» WORK INSTRUCTION 1: Write out the portion of the passage on Hungarian export projects that begins with the words "The map below" and stops after the words "by the 1980s.".
» WORK INSTRUCTION 2: Continue writing the passage on Hungarian export projects, picking up after its final sentence.

» QUOTED PASSAGE:
══════════════════════════════

Cuban women workers in the spinning mills of Budapest, 1985. Péter Horváth / Fortepan. transperiphery.com

Reina Lidia (1963, Santiago de Cuba) arrived in 1982 from Santiago de Cuba to Hungary, to work in the framework of a Hungarian-Cuban labour exchange agreement in a spinning mill in Kaposvár. Later on she decided to settle in Hungary. Today, she is living in Budapest and works at a kindergarden. In this film, she speaks about her Hungarian experiences. transperiphery.com

Guest workers from the Global South (e.g. Cuba, Vietnam, China) increasingly arrived to Hungarian industrial neighborhoods in the 1980s as a form of cheap labor for export production (textiles and machinery). They were exploited by both the sending and the Hungarian states. Exporting expertise and technology was an important way of generating state revenue, especially precious foreign currency, but was even used as a diplomatic tool to foster export investments in infrastructure, housing and production facilities. Much has been forgotten about how these exchanges shaped not only Hungarian cities, but the urban environments and developing industries of the Global South.

The map below indicates the export projects of the Hungarian industrial planning company IPARTERV in Africa and Asia, and a graph showing the share of exports from the company’s total revenues. Remarkably, in 1973 and 1974 more than 1/3 of the company’s revenue came from export projects. Similar trends could be seen in the case of other major state planning companies, such as VÁTI (urban and regional planning) or UVATERV (railway development). The company of IPARTERV had less export projects compared to more “globalized” institutions such as VÁTI, because it was more constrained by domestic state commissions. From the 1970s on, there was growing political pressure on these companies to produce convertible foreign currency for the socialist state, in order to pay for rising debt costs and increasing trade deficit due to uneven exchange that worsened by the 1980s.

Export projects of IPARTERV Hungarian state company until 1968–1988. transperiphery.com

IPARTERV company’s share of revenue from export projects, 1968–1987. transperiphery.com

The most valuable of these export projects were carried out in the capitalist West (mostly Europe), but some major industrial projects in the postcolonial South created a significant share of income. The map indicates that by the 1970s Hungarians “specialized” on specific regions, such as Algeria, which became an independent country in 1962 after a bitter anti-colonial war against the French. Algeria became so important that in a tv news interview an engineer student from the Budapest University of Technology said that his main carrier plan is to work in Algeria, because engineers made “good money” there. In the early socialist era Hungarian export projects in the planning and construction of healthcare buildings were so successful that the cover of the 1964 textbook “Hospital planning” depicted the earliest of such projects, a lung sanatorium in El Hassake, Syria in 1959.

══════════════════════════════

(Stored data entries)

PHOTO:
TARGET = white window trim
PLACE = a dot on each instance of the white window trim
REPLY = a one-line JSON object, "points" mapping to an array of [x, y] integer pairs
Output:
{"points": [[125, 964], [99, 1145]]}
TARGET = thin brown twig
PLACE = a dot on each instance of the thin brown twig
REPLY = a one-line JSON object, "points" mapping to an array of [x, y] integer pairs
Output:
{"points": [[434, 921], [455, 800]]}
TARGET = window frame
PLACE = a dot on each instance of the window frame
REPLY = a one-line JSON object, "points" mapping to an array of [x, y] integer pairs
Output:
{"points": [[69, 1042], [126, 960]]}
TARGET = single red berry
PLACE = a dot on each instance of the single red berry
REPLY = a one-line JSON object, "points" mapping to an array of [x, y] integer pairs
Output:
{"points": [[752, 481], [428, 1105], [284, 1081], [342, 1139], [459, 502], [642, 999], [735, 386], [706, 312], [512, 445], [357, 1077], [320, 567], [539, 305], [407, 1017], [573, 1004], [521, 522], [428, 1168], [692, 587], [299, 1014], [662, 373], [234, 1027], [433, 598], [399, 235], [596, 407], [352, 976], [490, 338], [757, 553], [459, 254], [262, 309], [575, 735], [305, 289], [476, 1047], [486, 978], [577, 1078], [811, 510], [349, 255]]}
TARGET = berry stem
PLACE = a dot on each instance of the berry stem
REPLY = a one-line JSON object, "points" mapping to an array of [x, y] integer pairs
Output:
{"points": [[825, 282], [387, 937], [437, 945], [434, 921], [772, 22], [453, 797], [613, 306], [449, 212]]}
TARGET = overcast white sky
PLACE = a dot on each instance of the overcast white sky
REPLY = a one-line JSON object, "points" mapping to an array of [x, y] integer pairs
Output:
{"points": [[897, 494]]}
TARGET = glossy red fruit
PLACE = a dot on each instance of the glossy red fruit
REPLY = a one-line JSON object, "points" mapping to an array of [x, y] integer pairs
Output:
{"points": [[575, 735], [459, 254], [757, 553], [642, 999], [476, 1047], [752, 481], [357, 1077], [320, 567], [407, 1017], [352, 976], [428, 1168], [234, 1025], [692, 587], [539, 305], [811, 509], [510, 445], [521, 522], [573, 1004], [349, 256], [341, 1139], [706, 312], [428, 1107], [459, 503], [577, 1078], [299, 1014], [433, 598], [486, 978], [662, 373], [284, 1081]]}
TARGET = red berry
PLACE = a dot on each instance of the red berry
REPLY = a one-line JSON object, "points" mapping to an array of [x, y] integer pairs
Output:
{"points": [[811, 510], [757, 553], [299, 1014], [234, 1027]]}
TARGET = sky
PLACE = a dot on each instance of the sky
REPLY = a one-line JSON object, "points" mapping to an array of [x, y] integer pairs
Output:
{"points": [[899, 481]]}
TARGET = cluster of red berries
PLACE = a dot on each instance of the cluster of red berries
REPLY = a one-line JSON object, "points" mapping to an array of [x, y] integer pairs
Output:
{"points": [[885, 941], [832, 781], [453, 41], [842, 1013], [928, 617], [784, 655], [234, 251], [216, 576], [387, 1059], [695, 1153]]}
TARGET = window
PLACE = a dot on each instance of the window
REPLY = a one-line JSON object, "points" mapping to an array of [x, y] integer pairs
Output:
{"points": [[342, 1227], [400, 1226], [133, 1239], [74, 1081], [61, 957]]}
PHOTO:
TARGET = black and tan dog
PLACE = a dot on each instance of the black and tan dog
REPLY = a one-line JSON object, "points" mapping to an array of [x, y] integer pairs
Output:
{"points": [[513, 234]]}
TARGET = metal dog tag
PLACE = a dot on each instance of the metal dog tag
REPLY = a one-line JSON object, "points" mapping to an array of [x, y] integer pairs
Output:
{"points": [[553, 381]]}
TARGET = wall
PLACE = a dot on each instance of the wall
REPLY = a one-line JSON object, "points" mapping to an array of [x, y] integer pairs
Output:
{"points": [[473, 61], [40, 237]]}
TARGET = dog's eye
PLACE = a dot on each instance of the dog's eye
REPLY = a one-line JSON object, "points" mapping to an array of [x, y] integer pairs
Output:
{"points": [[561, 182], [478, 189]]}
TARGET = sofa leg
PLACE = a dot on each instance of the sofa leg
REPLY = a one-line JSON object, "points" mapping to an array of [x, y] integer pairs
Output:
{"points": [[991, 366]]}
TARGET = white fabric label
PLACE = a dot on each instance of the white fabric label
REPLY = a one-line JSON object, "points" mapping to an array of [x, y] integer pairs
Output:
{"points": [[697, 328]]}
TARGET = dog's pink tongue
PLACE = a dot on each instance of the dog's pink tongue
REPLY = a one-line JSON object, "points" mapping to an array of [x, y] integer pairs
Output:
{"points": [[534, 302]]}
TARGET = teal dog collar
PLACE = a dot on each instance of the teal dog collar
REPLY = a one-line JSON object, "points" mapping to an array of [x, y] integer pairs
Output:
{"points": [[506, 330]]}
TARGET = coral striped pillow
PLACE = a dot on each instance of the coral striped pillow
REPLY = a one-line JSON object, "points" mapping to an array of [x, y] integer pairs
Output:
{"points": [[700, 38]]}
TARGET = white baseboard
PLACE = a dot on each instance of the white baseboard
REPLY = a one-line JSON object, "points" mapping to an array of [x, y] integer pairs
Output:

══════════════════════════════

» TASK OUTPUT 1:
The map below indicates the export projects of the Hungarian industrial planning company IPARTERV in Africa and Asia, and a graph showing the share of exports from the company’s total revenues. Remarkably, in 1973 and 1974 more than 1/3 of the company’s revenue came from export projects. Similar trends could be seen in the case of other major state planning companies, such as VÁTI (urban and regional planning) or UVATERV (railway development). The company of IPARTERV had less export projects compared to more “globalized” institutions such as VÁTI, because it was more constrained by domestic state commissions. From the 1970s on, there was growing political pressure on these companies to produce convertible foreign currency for the socialist state, in order to pay for rising debt costs and increasing trade deficit due to uneven exchange that worsened by the 1980s.

» TASK OUTPUT 2:
Architectural and industrial development projects (housing, schools, hospitals, industry) and the working office of Hungarian planners of the KÖZTI state company in Algeria, Syria and Nigeria. Photos: KÖZTI, Zoltán Boór & IPARTERV state company archives courtesy of János Dobai. transperiphery.com

Tracing Transperipheral Movements in the World-System

We need to rediscover our important Eastern European connections to the Global South, which have been largely forgotten after 1989. After the system change, the indebtedness of the economy and resultant West-driven privatization led to the dissolution of the socialist system and the dismantling of most of these connections, institutions and trade networks. This put a stop to socialist globalization and the often successful exchanges and export industries that had been driven by the structural pressures of semiperipheral economic integration into the world economy.

Citation: Ginelli, Z. (2022): Decolonizing the City? Traversing Urbanscapes in the World-Systemic Transperipheral Histories between Socialist Hungary and the Global South. Paper for the conference ‘Urban Inequalities: from Right to the City to Taking (Back) Control’, 17–19 June, 2022, Sofia. zoltanginelli.com, 24 April.